Count the lines in the data below that contain the word "flower", and give only that number.

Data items
##########

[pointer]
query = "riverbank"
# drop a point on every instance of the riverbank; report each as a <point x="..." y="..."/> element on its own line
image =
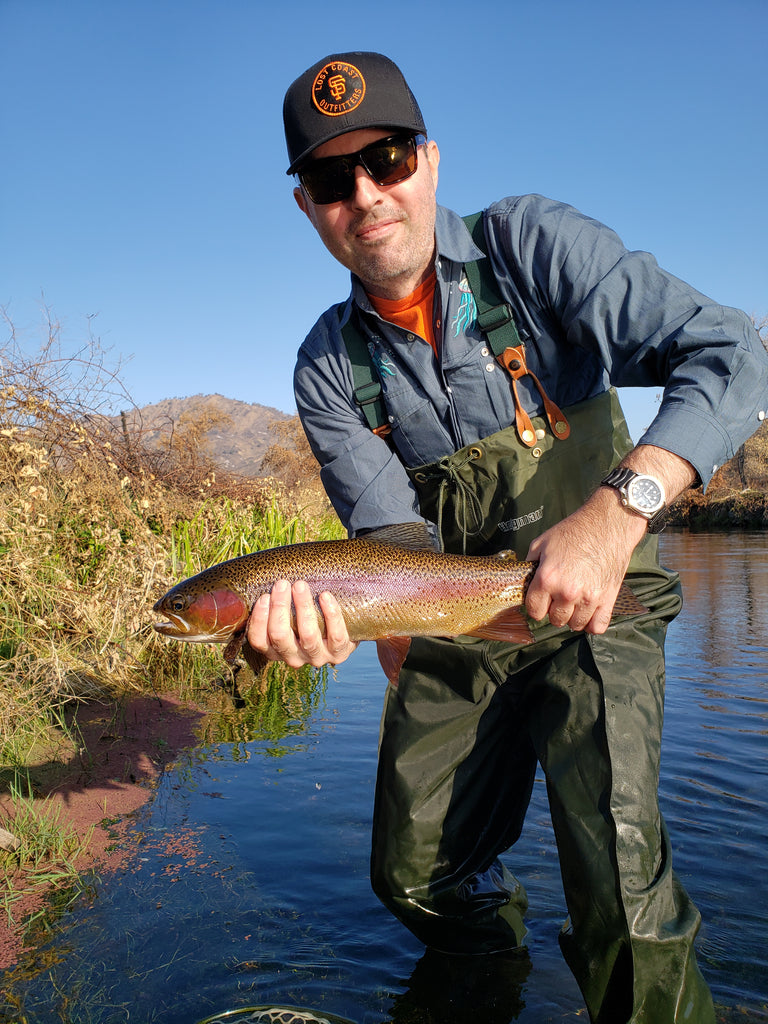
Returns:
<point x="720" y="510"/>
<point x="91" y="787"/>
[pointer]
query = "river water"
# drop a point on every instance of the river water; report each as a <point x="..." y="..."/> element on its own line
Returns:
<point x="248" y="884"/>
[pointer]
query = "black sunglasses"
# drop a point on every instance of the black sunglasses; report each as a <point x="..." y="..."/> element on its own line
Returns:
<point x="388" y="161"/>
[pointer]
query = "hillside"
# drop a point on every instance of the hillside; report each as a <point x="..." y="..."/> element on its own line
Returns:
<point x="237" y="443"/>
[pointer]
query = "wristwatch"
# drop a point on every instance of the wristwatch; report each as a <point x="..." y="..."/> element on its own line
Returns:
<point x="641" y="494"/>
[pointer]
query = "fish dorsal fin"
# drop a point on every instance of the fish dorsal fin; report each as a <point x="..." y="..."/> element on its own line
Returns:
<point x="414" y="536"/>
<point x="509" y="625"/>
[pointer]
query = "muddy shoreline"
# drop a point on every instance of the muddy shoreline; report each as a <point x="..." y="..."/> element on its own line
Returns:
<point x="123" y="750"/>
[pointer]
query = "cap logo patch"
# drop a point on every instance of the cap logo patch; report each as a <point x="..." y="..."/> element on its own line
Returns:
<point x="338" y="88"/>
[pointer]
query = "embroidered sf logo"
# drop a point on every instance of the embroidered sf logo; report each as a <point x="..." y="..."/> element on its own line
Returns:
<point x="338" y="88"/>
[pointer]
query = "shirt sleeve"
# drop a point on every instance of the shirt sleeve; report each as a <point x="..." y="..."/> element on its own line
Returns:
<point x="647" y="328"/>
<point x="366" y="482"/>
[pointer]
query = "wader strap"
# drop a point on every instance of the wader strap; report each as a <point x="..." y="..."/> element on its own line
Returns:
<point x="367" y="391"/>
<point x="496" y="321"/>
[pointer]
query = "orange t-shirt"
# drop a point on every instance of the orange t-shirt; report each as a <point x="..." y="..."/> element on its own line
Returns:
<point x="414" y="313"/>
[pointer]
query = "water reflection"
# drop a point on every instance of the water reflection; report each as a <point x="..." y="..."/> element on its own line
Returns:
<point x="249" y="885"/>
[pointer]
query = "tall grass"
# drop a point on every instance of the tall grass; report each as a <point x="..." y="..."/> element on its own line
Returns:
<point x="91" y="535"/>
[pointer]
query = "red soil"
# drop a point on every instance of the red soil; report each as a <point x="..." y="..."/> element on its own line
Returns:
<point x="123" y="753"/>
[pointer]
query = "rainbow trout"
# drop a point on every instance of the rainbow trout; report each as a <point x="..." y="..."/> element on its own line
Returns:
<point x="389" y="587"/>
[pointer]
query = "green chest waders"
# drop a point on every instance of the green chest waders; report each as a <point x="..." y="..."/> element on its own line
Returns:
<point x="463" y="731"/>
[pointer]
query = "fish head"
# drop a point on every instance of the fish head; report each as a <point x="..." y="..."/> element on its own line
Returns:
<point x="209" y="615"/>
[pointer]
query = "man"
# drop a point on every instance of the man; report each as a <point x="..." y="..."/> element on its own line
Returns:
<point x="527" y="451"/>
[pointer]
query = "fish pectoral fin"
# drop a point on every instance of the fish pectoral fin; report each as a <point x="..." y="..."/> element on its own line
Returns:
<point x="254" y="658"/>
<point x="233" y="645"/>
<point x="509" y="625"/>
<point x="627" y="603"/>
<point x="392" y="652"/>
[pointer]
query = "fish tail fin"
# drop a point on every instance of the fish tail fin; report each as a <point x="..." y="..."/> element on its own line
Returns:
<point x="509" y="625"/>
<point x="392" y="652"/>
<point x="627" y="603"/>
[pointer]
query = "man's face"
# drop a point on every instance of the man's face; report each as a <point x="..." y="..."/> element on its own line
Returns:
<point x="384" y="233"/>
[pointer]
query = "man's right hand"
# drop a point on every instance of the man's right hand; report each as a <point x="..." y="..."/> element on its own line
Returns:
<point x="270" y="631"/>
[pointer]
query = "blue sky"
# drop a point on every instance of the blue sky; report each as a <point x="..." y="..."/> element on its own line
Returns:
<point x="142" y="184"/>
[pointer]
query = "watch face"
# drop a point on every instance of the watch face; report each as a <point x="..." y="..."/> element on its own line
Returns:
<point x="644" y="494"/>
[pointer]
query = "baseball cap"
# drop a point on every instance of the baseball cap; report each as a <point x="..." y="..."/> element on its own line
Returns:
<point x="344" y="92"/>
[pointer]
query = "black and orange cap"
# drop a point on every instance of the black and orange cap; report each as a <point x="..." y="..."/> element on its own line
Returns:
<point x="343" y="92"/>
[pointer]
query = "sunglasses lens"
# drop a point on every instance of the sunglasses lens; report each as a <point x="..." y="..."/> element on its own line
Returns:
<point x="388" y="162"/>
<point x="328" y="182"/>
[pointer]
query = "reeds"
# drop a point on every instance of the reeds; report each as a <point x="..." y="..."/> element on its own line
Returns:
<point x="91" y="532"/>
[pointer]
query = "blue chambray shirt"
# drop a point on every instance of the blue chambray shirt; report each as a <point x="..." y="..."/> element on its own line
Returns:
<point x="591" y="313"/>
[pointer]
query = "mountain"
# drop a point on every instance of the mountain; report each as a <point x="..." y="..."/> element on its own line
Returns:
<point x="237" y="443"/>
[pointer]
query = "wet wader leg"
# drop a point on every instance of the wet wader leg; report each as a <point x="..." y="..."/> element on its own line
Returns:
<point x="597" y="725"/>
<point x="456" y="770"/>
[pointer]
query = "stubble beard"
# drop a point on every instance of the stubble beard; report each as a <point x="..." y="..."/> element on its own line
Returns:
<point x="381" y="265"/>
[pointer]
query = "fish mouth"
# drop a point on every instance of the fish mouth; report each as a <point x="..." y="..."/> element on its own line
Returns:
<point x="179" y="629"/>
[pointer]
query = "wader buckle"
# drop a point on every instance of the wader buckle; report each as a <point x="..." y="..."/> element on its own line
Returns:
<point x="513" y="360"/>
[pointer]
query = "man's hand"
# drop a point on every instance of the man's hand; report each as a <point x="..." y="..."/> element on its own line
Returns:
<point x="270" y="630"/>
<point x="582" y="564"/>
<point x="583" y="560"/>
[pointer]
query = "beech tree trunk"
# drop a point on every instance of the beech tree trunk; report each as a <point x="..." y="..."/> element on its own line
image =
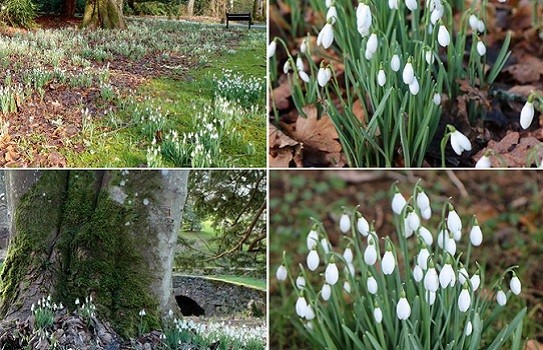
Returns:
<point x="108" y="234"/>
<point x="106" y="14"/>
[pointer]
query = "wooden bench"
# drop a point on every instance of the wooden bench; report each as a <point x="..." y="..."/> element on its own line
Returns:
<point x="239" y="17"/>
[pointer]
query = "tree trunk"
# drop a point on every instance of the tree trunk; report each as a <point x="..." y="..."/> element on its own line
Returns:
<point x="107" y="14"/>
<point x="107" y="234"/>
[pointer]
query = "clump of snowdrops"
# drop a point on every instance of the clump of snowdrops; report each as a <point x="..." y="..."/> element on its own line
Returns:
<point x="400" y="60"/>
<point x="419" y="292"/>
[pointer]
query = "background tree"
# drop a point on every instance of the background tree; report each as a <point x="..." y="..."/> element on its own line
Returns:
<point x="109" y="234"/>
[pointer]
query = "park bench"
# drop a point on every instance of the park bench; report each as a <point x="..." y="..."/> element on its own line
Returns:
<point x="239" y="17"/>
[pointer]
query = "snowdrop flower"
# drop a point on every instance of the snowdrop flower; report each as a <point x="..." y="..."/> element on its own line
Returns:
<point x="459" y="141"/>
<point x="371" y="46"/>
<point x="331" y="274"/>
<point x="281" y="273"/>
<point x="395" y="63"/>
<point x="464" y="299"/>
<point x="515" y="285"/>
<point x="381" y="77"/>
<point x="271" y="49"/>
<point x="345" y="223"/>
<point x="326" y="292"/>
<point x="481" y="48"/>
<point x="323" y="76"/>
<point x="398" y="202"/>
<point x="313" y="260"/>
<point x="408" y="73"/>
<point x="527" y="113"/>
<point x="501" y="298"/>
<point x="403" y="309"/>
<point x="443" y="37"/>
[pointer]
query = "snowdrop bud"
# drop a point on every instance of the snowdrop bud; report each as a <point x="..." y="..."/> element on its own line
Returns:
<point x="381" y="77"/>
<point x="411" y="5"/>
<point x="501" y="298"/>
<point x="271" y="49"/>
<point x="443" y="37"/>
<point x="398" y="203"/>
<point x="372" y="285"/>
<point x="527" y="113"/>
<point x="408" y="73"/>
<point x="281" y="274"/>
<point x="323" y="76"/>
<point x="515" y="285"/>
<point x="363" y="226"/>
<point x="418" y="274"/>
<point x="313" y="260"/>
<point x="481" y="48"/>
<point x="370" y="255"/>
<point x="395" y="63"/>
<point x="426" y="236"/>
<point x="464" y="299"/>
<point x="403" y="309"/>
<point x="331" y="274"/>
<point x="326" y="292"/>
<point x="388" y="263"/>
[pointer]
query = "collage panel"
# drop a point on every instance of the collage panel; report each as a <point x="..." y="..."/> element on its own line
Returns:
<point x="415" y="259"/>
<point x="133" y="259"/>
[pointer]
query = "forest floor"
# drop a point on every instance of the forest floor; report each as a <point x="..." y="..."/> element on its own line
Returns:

##########

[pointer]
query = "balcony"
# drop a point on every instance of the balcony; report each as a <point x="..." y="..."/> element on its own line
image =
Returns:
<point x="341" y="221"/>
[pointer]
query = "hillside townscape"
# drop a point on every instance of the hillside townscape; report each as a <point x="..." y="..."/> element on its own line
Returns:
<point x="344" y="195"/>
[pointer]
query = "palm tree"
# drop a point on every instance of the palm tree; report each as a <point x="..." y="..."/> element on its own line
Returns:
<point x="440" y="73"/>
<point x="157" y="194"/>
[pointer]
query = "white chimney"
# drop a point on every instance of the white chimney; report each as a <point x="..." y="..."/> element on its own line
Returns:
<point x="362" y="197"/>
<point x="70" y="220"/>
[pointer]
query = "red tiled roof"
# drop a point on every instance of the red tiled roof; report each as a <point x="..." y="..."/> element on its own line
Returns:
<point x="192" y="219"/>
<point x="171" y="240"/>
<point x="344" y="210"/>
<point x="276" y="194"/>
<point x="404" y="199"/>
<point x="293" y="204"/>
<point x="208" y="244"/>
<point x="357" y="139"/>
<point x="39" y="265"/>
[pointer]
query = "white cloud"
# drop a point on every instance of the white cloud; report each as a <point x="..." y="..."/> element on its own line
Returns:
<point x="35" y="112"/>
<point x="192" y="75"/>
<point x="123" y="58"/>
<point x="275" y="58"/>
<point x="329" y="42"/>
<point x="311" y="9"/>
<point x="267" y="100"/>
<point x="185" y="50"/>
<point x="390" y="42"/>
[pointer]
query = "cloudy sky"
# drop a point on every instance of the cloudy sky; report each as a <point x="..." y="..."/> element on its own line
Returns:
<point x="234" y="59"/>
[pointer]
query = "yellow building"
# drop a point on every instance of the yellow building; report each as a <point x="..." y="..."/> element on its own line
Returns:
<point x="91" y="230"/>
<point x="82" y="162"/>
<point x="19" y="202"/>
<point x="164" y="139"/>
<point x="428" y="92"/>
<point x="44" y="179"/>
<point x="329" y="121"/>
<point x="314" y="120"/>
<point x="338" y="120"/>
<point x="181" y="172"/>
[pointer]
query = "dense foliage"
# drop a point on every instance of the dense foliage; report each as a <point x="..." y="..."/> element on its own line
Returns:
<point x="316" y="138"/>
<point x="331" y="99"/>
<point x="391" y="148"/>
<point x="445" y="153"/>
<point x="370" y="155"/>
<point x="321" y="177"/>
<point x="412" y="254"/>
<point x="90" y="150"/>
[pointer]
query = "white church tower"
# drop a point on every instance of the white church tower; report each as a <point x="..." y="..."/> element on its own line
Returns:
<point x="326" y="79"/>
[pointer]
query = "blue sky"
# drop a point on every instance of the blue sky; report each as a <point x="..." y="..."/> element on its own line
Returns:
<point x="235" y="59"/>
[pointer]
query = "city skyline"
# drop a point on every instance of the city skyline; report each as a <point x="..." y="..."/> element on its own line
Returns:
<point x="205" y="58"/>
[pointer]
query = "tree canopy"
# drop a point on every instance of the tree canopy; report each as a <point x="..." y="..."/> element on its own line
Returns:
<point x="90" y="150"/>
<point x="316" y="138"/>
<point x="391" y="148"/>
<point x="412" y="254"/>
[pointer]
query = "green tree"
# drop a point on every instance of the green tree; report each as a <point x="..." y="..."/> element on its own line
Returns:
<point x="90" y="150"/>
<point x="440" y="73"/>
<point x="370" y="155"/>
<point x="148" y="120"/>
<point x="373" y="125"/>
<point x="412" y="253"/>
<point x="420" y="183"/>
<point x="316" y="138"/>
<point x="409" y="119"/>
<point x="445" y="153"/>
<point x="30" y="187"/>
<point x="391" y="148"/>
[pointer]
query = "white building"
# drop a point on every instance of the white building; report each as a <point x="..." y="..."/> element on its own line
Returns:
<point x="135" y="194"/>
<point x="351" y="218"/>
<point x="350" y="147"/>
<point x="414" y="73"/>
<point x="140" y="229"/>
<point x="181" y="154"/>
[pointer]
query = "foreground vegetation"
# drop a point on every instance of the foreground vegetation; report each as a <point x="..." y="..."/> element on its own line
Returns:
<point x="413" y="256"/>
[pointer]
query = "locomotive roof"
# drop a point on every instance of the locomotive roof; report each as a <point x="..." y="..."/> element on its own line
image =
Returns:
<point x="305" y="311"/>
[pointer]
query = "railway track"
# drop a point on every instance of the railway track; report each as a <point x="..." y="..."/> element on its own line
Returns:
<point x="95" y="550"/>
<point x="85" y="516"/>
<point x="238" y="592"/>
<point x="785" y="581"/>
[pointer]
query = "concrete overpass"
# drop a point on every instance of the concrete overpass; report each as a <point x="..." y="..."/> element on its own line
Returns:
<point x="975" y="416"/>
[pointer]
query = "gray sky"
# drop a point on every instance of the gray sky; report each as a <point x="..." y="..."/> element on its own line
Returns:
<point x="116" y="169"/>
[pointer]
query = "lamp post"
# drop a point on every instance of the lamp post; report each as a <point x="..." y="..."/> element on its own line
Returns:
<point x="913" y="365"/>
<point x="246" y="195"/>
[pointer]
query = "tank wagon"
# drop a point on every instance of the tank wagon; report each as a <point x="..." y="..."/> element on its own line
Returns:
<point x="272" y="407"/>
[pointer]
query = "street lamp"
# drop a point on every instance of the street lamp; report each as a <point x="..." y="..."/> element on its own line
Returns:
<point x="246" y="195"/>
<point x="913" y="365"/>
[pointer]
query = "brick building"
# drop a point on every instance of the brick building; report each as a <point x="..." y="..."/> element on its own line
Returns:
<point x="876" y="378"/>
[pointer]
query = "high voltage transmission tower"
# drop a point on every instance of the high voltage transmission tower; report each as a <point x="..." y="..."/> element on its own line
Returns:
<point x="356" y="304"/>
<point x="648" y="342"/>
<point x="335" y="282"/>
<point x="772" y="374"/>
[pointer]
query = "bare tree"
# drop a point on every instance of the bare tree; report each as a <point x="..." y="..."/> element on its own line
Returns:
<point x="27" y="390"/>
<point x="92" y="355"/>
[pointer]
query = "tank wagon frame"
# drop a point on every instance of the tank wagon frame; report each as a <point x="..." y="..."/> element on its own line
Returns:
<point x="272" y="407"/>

##########

- [Response below]: 2